Segmentation labeling entries:

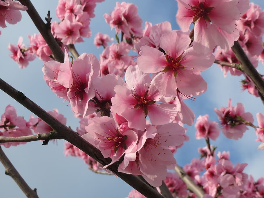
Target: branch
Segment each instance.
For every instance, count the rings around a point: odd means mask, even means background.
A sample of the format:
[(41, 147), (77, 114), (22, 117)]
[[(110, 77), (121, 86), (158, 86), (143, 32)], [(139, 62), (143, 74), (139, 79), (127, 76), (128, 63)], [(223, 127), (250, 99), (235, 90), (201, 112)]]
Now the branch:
* * *
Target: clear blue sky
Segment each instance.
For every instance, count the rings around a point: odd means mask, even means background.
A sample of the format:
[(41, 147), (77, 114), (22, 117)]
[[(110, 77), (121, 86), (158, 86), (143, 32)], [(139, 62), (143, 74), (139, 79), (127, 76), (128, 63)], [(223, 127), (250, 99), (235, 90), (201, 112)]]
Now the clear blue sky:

§ **Exercise goal**
Return the lines between the one containing "Target: clear blue sky" and the one containing "Now the clear", inclusive, copied verbatim.

§ **In response**
Target: clear blue sky
Segment each instance.
For every instance, count the rings around a point: odd means mask, even means background.
A sample of the format:
[(41, 147), (77, 114), (22, 117)]
[[(110, 77), (121, 86), (158, 86), (143, 32)], [(139, 62), (143, 74), (139, 79), (127, 76), (128, 63)], [(223, 127), (250, 99), (235, 90), (201, 112)]]
Now the clear blue sky:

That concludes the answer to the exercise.